--- begin Quoted text ---
Susan Baller-Shepard: #mistakesweremade #lessonslearned



4Hear the word of the LORD, O house of Jacob, and all the families of the house of Israel. 5Thus says the LORD: What wrong did your ancestors find in me that they went far from me, and went after worthless things, and became worthless themselves? 6They did not say, "Where is the LORD who brought us up from the land of Egypt, who led us in the wilderness, in a land of deserts and pits, in a land of drought and deep darkness, in a land that no one passes through, where no one lives?" 7I brought you into a plentiful land to eat its fruits and its good things. But when you entered you defiled my land, and made my heritage an abomination. 8The priests did not say, "Where is the LORD?" Those who handle the law did not know me; the rulers transgressed against me; the prophets prophesied by Baal, and went after things that do not profit.
--- end Quoted text ---
--- begin Data listing ---
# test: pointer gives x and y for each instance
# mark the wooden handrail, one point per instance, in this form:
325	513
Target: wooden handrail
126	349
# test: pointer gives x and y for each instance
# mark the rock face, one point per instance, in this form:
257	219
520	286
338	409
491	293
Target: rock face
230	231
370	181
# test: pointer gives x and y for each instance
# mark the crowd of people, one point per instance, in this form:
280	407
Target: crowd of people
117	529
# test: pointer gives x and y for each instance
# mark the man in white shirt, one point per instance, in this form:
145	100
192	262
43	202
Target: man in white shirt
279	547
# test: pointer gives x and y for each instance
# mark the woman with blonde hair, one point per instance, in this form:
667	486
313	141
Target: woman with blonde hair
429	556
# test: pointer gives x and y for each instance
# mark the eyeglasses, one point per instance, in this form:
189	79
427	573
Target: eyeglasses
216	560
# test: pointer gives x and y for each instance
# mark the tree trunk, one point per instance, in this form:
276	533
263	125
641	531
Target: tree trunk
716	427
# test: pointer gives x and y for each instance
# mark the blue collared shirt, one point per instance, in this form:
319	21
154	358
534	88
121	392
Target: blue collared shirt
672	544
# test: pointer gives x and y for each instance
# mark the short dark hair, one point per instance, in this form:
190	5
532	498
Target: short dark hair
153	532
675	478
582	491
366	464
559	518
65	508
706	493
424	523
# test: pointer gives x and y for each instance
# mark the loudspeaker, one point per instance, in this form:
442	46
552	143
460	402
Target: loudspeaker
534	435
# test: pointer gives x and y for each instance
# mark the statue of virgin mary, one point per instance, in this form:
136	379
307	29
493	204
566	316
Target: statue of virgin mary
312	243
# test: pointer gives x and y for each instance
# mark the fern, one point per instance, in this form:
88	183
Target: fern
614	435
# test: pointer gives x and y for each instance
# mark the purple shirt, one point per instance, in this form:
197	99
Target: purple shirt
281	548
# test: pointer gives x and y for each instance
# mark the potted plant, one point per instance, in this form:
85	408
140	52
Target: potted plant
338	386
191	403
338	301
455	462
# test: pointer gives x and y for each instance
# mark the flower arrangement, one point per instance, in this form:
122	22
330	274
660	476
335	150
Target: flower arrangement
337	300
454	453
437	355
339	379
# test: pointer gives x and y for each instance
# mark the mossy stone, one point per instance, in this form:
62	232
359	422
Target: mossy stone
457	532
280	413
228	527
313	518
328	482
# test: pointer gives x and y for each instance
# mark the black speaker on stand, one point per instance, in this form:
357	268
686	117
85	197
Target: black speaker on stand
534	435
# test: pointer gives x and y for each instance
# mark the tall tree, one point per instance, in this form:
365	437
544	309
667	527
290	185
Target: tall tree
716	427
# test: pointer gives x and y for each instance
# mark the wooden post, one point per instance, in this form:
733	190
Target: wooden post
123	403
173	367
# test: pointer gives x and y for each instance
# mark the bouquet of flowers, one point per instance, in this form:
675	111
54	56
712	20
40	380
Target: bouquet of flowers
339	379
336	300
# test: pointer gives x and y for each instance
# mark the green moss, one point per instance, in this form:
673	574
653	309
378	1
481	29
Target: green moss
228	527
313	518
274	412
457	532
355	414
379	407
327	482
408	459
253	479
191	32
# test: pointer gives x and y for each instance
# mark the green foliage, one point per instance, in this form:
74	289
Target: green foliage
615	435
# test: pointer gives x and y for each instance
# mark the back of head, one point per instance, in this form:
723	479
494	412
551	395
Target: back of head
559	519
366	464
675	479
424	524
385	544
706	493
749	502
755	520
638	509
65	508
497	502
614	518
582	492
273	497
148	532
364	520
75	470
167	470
--- end Data listing ---
> _Request 1_
Quote the scripture passage above between "4Hear the word" and "do not profit.", inclusive.
> _Request 2_
Answer these questions from the scripture passage above:
(a) From what land does the passage say the LORD brought the people up?
(b) By whom did the prophets prophesy?
(c) What kind of land did the LORD bring the people into?
> _Request 3_
For each statement, say whether it agrees with the scripture passage above. Give yes or no and quote the words that decide it.
(a) The LORD led the people in the wilderness.
(b) The priests asked where the LORD was.
(c) The people kept the land undefiled when they entered it.

> _Exercise answer 1_
4Hear the word of the LORD, O house of Jacob, and all the families of the house of Israel. 5Thus says the LORD: What wrong did your ancestors find in me that they went far from me, and went after worthless things, and became worthless themselves? 6They did not say, "Where is the LORD who brought us up from the land of Egypt, who led us in the wilderness, in a land of deserts and pits, in a land of drought and deep darkness, in a land that no one passes through, where no one lives?" 7I brought you into a plentiful land to eat its fruits and its good things. But when you entered you defiled my land, and made my heritage an abomination. 8The priests did not say, "Where is the LORD?" Those who handle the law did not know me; the rulers transgressed against me; the prophets prophesied by Baal, and went after things that do not profit.

> _Exercise answer 2_
(a) Egypt
(b) Baal
(c) A plentiful land

> _Exercise answer 3_
(a) Yes: "who led us in the wilderness"
(b) No: "The priests did not say"
(c) No: "But when you entered you defiled my land"